## Task to complete
Among the entries below, copy only the span from the line containing "Could you please segment every instance of the sky?" through the line containing "Could you please segment every instance of the reflection". Do so exactly, and skip the pictures.

(Stored items)
:::
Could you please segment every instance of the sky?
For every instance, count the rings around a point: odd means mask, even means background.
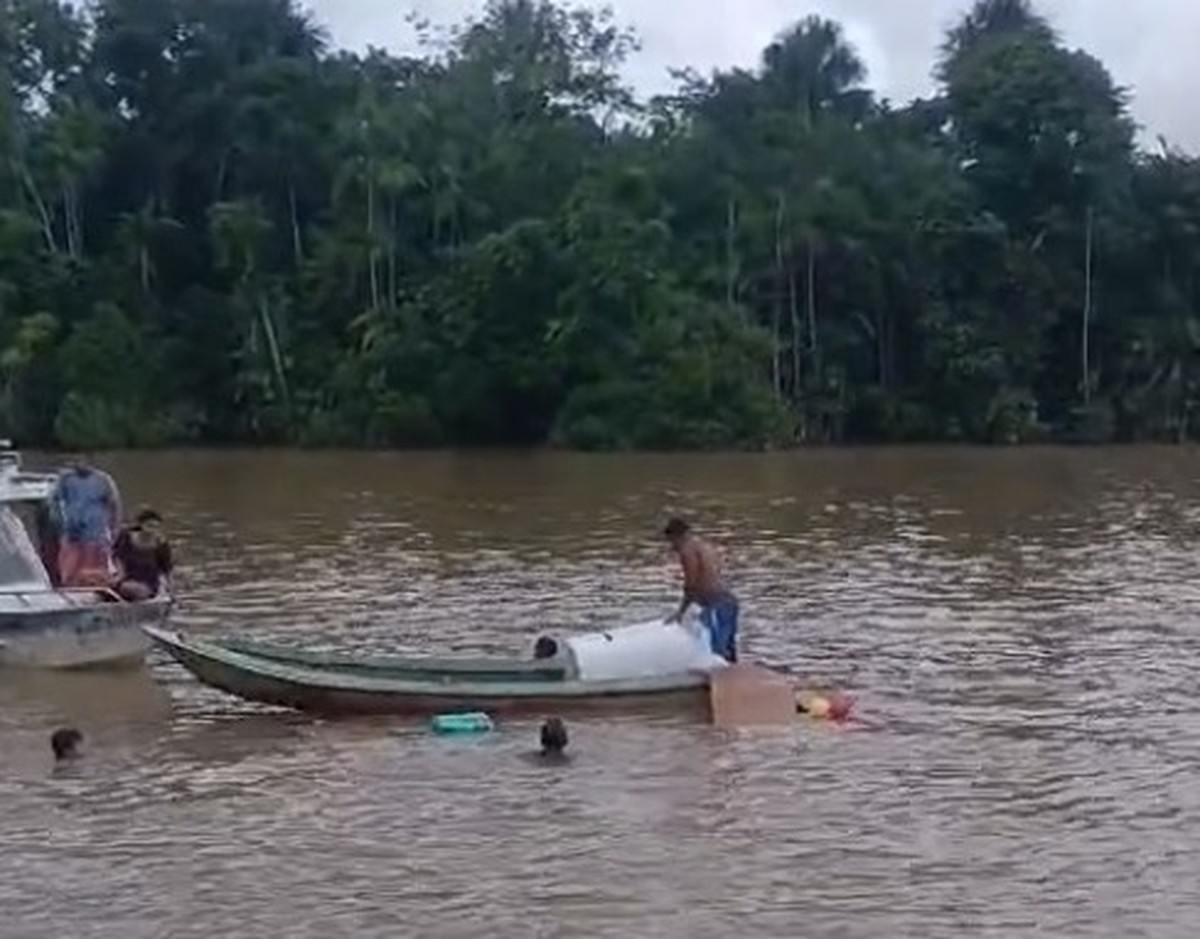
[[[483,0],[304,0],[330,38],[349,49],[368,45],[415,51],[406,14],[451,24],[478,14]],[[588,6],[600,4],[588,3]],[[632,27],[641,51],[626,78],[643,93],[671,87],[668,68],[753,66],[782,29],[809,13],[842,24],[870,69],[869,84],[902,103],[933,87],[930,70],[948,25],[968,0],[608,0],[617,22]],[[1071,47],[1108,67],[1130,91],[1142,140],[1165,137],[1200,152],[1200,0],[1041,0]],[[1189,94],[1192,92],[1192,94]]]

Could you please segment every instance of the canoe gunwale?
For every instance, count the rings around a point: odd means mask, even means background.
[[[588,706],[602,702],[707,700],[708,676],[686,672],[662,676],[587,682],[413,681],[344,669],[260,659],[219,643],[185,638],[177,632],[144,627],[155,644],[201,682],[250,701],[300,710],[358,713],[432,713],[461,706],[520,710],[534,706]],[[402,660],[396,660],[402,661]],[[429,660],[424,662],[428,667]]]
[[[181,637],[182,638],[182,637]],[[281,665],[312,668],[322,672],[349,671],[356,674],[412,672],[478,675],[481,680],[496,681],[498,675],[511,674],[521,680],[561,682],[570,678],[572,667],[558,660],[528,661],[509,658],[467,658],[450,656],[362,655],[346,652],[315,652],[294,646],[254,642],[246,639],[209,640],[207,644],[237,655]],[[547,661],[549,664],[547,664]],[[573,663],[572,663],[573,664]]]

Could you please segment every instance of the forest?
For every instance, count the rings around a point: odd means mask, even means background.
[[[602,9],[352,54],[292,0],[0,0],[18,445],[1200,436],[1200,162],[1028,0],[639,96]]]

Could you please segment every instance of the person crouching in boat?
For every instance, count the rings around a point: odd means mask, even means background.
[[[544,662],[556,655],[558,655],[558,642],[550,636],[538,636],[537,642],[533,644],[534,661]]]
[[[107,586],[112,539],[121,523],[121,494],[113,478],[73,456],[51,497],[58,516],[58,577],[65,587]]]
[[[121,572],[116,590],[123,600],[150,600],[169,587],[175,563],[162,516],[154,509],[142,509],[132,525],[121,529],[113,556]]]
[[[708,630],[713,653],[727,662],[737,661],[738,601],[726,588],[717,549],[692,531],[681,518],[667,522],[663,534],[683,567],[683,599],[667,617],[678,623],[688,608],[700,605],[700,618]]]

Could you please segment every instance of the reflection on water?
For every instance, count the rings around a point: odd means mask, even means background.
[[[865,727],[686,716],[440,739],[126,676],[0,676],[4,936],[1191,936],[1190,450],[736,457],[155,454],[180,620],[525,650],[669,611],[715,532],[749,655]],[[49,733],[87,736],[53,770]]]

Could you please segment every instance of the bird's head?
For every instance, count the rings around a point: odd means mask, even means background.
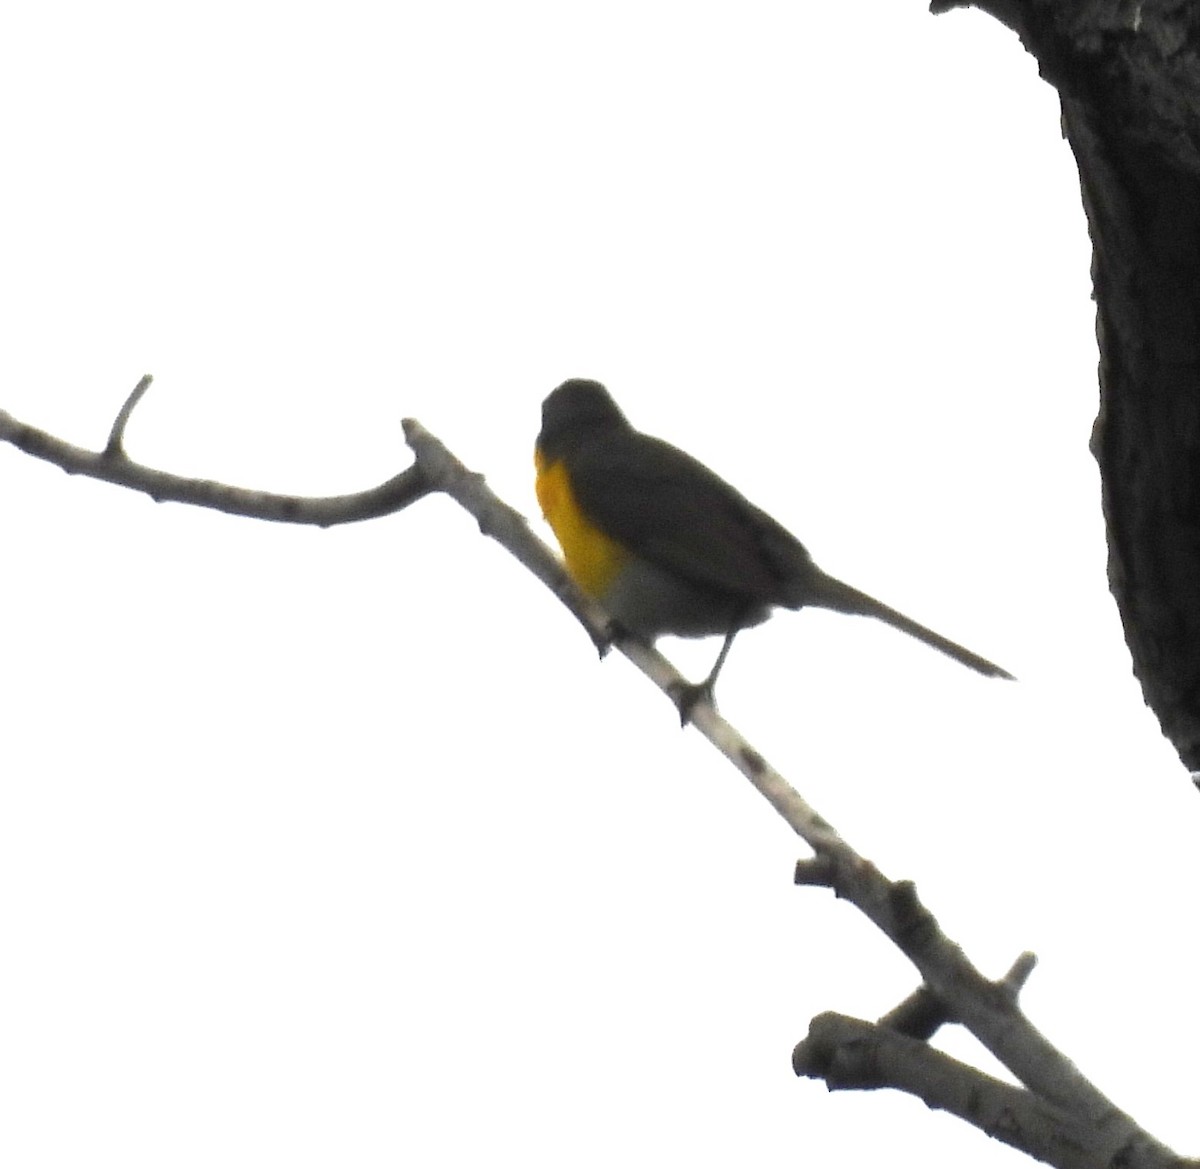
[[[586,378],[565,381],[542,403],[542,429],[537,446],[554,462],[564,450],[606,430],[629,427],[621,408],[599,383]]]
:::
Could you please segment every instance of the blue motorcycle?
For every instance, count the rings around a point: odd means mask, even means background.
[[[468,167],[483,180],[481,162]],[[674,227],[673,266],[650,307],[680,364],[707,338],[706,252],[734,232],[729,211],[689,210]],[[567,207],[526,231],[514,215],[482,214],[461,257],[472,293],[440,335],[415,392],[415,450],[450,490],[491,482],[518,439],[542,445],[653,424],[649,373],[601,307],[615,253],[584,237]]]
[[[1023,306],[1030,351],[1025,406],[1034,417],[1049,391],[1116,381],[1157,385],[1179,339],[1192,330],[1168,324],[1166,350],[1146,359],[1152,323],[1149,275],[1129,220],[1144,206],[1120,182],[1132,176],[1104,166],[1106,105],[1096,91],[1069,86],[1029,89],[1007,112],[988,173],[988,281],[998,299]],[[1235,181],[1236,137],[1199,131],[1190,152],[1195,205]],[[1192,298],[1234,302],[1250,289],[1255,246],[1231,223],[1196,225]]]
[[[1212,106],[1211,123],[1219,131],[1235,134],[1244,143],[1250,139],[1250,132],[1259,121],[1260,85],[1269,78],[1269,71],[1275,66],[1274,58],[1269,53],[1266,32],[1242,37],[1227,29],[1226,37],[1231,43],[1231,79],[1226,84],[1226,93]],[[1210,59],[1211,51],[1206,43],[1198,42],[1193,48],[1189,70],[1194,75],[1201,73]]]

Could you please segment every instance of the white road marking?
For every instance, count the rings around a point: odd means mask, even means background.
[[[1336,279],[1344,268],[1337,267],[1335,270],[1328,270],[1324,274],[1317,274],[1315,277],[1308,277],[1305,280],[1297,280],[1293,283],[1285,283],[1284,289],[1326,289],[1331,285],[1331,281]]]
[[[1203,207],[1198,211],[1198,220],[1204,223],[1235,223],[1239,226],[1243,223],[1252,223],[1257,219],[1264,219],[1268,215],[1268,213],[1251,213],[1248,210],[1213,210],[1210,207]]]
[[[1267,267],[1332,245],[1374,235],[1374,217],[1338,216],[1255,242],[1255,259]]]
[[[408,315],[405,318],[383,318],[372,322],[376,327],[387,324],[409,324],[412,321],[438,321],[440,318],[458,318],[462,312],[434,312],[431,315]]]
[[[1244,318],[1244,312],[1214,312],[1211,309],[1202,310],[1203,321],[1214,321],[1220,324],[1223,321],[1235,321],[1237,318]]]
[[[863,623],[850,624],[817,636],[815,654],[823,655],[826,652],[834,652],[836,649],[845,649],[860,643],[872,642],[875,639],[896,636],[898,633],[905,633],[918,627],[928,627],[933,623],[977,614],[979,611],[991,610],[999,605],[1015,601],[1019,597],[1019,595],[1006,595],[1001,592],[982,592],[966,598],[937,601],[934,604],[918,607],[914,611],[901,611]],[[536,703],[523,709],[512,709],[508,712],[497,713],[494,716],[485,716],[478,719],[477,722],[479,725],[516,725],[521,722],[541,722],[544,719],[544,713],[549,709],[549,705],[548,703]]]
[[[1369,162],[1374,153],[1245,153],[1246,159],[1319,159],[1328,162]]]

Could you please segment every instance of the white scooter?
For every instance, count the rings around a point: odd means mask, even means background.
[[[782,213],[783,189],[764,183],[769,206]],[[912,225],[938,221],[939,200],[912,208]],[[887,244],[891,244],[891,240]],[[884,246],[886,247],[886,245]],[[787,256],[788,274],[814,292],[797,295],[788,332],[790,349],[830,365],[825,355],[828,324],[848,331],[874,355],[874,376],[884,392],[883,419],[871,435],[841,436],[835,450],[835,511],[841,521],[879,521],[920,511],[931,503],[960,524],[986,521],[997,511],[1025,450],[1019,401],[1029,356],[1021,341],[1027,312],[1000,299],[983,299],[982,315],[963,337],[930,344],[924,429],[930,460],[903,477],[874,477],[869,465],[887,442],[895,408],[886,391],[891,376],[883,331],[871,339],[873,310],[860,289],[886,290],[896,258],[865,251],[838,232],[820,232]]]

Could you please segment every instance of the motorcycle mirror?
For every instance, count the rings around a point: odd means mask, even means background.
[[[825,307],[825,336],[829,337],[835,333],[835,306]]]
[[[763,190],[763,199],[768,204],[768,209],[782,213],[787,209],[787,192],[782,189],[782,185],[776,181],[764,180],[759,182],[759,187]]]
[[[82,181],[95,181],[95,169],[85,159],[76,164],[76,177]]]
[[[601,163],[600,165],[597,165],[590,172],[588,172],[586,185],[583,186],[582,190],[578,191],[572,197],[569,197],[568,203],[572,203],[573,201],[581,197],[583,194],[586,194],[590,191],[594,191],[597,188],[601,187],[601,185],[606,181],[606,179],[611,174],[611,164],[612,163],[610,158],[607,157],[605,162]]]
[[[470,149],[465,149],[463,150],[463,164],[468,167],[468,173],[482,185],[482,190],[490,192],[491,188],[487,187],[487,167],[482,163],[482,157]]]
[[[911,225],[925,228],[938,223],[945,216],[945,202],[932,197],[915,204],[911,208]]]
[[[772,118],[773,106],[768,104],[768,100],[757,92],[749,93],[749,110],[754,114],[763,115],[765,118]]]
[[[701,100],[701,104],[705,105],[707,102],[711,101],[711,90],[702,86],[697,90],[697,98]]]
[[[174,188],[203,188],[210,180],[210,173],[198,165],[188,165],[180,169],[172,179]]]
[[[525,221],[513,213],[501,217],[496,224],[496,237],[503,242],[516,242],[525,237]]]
:::
## Answer to the problem
Could you please segment every instance of the sky?
For every instance, count the rings around a point: odd means mask, even means background.
[[[483,0],[304,0],[330,38],[349,49],[368,45],[415,51],[406,14],[451,24],[478,14]],[[588,6],[600,4],[588,3]],[[632,27],[641,51],[626,78],[643,93],[671,87],[668,68],[753,66],[782,29],[809,13],[842,24],[870,69],[869,84],[902,103],[933,87],[930,70],[948,25],[968,0],[608,0],[617,22]],[[1071,47],[1108,67],[1130,91],[1142,140],[1165,137],[1200,152],[1200,0],[1041,0]],[[1189,94],[1192,92],[1192,94]]]

Could you please segment every instance of the canoe gunwale?
For every instance, count the rings around a point: odd means mask, even means background.
[[[588,706],[602,702],[707,700],[708,676],[686,672],[662,676],[587,682],[413,681],[344,669],[260,659],[219,643],[185,638],[177,632],[144,627],[155,644],[201,682],[250,701],[300,710],[358,713],[432,713],[461,706],[520,710],[534,706]],[[402,660],[396,660],[402,661]],[[429,660],[424,662],[428,667]]]
[[[181,637],[182,638],[182,637]],[[281,665],[312,668],[322,672],[349,671],[356,674],[412,672],[478,675],[481,680],[496,681],[498,675],[511,674],[521,680],[561,682],[570,678],[572,667],[558,660],[528,661],[509,658],[467,658],[450,656],[362,655],[346,652],[315,652],[294,646],[254,642],[246,639],[209,640],[207,644],[237,655]],[[547,661],[549,664],[547,664]],[[573,663],[572,663],[573,664]]]

Could you please segment every instance of the forest?
For every instance, count the rings around a point: odd means mask, even means background.
[[[602,9],[352,54],[292,0],[0,0],[18,445],[1200,436],[1200,162],[1028,0],[639,96]]]

Could you please segment every instance of the person crouching in boat?
For every instance, count the rings around a point: odd means mask, even means background.
[[[544,662],[556,655],[558,655],[558,642],[550,636],[538,636],[537,642],[533,644],[534,661]]]
[[[107,586],[112,539],[121,523],[121,494],[113,478],[73,456],[51,497],[58,516],[58,577],[65,587]]]
[[[121,572],[116,590],[123,600],[150,600],[169,587],[175,563],[162,516],[154,509],[142,509],[132,525],[121,529],[113,556]]]
[[[708,630],[713,653],[727,662],[737,661],[738,601],[726,588],[717,549],[692,531],[681,518],[667,522],[663,534],[683,567],[683,599],[667,617],[678,623],[688,608],[700,605],[700,618]]]

Could you please segment every instance of the reflection on water?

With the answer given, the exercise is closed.